**Extract to read:**
Tommy Gavin (played by Leary) sees and talks to dead people — wiseacre ghosts are this year’s must-have accessory for television comedy with pretension. Remember when it used to be a wacky haircut or a muscle car? I am getting to the end of my tolerance for the chorus of deceased as a plot device. But the rest of it works very well. Gavin is hard-headed and thin-skinned, a teetering alcoholic, and his wife has gone off with someone in a white collar, so all the familiar cop-show clichés are present and correct. But the clannish inability of certain groups of men to express or cope with great emotion makes this more than just a sharp-tongued macho lads’ show with laughs.

**Exercise brief:** Repeat the part of the review of the Tommy Gavin show starting at "Tommy Gavin (played" and ending at "show with laughs.", word for word.

**Data listing:**
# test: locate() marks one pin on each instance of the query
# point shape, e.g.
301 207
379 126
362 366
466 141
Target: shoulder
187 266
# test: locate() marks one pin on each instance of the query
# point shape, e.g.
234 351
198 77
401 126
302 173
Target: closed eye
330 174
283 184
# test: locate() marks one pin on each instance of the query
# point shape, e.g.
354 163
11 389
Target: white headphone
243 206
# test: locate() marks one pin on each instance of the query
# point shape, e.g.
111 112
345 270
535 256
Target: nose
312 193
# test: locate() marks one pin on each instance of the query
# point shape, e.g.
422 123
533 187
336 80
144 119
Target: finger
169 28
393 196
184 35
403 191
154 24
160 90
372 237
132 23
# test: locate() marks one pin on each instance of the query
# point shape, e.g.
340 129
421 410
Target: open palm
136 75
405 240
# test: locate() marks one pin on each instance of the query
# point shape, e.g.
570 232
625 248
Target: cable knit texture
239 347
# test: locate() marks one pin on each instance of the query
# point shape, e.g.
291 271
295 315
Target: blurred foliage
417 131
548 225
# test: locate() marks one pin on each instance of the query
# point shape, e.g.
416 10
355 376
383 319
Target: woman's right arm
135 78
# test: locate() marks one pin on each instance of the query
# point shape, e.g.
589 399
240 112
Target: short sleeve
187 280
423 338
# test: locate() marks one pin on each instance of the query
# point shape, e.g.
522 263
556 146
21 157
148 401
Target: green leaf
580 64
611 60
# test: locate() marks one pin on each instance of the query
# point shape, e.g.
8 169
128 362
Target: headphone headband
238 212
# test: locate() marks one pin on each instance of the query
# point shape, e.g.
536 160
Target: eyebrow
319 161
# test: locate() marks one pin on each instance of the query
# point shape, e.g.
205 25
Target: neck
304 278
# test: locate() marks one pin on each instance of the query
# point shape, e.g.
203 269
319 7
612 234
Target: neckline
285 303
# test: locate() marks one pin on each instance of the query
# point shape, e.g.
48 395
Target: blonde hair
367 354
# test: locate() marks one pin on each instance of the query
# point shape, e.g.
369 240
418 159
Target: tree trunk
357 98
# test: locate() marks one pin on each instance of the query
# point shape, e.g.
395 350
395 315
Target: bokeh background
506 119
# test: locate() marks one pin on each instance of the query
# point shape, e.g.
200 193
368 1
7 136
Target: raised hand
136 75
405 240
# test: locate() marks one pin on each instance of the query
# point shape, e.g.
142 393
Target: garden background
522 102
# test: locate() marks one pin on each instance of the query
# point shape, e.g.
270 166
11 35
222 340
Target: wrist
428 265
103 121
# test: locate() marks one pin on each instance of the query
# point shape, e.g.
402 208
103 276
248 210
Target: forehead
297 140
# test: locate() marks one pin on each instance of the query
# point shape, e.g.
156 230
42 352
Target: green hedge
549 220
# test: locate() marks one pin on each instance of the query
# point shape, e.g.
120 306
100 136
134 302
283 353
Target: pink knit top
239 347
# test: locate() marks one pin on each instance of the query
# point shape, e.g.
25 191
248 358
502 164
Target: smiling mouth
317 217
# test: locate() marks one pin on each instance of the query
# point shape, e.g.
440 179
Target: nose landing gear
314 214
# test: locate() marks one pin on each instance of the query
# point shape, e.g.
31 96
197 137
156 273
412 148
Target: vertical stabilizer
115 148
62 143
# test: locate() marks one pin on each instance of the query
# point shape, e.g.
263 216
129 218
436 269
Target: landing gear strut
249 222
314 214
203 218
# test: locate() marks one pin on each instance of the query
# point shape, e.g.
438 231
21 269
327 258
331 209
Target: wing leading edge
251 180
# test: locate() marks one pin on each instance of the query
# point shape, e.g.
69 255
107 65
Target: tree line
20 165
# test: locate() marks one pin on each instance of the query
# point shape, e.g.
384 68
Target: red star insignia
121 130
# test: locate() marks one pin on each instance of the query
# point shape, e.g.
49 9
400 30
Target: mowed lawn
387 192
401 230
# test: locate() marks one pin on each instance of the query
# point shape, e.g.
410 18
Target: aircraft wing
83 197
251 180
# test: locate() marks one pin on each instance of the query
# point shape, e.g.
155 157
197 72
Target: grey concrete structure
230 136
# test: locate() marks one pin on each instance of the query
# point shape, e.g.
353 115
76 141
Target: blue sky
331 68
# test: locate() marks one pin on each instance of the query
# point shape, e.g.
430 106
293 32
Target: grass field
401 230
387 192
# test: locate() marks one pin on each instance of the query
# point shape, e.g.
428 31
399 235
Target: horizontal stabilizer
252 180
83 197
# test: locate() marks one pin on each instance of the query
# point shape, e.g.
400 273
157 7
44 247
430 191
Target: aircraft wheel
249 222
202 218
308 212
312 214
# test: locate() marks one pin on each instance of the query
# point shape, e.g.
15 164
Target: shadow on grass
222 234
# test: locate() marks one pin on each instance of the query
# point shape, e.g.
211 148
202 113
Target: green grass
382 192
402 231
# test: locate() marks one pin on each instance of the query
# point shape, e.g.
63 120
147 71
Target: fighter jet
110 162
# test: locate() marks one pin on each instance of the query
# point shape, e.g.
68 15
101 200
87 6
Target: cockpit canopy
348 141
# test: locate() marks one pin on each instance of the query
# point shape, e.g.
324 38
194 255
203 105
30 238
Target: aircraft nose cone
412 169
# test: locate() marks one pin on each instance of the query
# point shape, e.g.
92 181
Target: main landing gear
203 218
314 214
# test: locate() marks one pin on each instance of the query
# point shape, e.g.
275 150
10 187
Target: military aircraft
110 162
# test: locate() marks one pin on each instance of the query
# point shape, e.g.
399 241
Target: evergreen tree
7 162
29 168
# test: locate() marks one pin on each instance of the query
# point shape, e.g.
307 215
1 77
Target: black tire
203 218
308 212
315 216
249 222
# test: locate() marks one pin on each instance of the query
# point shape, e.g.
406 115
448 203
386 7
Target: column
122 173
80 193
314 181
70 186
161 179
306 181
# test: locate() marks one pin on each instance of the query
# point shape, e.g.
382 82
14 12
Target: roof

**Exercise answer:**
Tommy Gavin (played by Leary) sees and talks to dead people — wiseacre ghosts are this year’s must-have accessory for television comedy with pretension. Remember when it used to be a wacky haircut or a muscle car? I am getting to the end of my tolerance for the chorus of deceased as a plot device. But the rest of it works very well. Gavin is hard-headed and thin-skinned, a teetering alcoholic, and his wife has gone off with someone in a white collar, so all the familiar cop-show clichés are present and correct. But the clannish inability of certain groups of men to express or cope with great emotion makes this more than just a sharp-tongued macho lads’ show with laughs.